_SOURCE TEXT_:

-- start --

In this section is taught, “Parents need to show they are interested in what their children do and express love… (p. 210). President Joseph F. Smith agreed:

More can be accomplished for good by unfeigned love, in bringing up a child, than by any other influence that can be brought to bear upon it… I know that is true; and this principle obtains in every condition of life. … Govern the children, not by passion, by bitter words or scolding, but by affection and by winning their confidence.

If you can only convince your children that you love them, that your soul goes out to them for their good, that you are their truest friend, they, in turn, will place confidence in you and will love you and seek to do your bidding and to carry out your wishes with your love. But if you are selfish, unkindly to them, and if they are not confident that they have your entire affection, they will be selfish, and will not care whether they please you or carry out your wishes or not, and the result will be that they will grow wayward, thoughtless and careless (Teachings of the Presidents of the Church: Joseph F. Smith, 299).

President Lee shared a wonderful example of expressing love:

I had an experience that taught me something as a grandfather. It was the night of [a Church] dance festival up at the stadium, and my daughter’s two oldest … were giving her a lot of bad time, as she called it. So I said, “How would you like it if I take your two boys up to the stadium to the dance festival?”

She said, “Oh, Daddy, if you’d do it, I’d be so happy.”

-- end --

_EXERCISE BRIEF_: Carry on the passage about raising children with love, starting right after its last line. The material after this passage stands apart from it.

_RAW DATA_:
-- start --

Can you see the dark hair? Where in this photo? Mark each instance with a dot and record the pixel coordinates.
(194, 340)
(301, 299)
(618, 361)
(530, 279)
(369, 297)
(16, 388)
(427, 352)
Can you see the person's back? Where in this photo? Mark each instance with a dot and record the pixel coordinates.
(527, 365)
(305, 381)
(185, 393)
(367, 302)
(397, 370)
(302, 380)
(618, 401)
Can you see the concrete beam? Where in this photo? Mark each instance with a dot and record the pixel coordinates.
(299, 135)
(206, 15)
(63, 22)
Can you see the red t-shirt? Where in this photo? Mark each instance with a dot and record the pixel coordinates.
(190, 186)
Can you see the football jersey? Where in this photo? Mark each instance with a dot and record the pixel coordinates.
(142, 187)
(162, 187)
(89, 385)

-- end --
-- start --

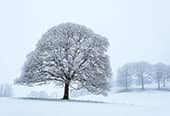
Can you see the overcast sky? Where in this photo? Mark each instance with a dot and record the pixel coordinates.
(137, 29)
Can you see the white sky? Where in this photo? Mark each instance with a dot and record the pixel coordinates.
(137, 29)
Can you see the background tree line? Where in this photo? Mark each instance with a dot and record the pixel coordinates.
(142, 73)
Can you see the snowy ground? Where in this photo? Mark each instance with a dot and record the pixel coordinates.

-- end --
-- start --

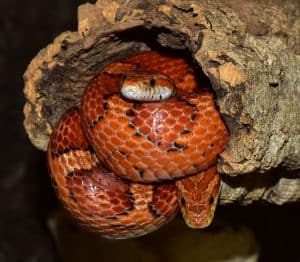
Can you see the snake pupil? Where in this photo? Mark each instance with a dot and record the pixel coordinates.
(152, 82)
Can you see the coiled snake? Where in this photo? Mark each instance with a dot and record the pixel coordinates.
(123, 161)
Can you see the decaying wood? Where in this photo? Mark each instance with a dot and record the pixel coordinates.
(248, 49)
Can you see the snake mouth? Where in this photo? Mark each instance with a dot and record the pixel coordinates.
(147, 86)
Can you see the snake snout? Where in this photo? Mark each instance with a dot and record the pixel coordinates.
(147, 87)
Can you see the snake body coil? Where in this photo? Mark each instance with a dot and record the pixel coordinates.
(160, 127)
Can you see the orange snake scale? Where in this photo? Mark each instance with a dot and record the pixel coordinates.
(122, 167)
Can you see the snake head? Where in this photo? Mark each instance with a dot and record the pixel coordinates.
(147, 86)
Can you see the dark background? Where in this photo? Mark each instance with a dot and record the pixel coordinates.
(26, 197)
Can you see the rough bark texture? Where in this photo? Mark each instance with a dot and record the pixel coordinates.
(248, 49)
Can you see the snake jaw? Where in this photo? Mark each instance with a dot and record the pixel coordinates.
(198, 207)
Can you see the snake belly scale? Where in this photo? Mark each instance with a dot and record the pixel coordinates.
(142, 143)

-- end --

_SOLVED PROBLEM_:
I didn’t know what I was getting into. … As that spectacle began, I didn’t know there was so much difference between a seven-year-old and a five-year-old. The seven-year-old was entranced by that spectacle down on the football field. But that five-year-old, his attention span was pretty short. He’d squirm and then he’d want to go and get a hot dog and he’d want to go get a drink and he’d want to go to the toilet, and he was just on the move all the time. And here I was sitting in the front with the General Authorities, and they were smiling as they saw this little show going on and as I tried to pull my grandson here and there, trying to make him behave.

Finally, that little five-year-old turned on me and with his little doubled-up fist he smacked me to the side of the face and he said, “Grandfather, don’t shove me!” And you know, that hurt. In that twilight, I thought I could see my brethren chuckling a bit as they saw this going on, and my first impulse was to take him and give him a good spanking; that’s what he deserved. But, I’d seen his little mother do something. I’d seen her when he was having a temper tantrum and she had a saying, “You have to love your children when they’re the least lovable.” And so I thought I’d try that out. I had failed in the other process. So I took him in my arms and I said to him, “My boy, Grandfather loves you. I so much want you to grow up to be a fine big boy. I just want you to know that I love you, my boy.” His little angry body began to [relax], and he threw his arms around my neck and he kissed my cheek, and he loved me. I had conquered him by love. And incidentally, he had conquered me by love.

A successful mother of sons and daughters will tell you that teenagers need to be loved and be loved the most when they are the least lovable. Think about it, you fathers and mothers (Teachings of the Presidents of the Church: Harold B. Lee, 131-2).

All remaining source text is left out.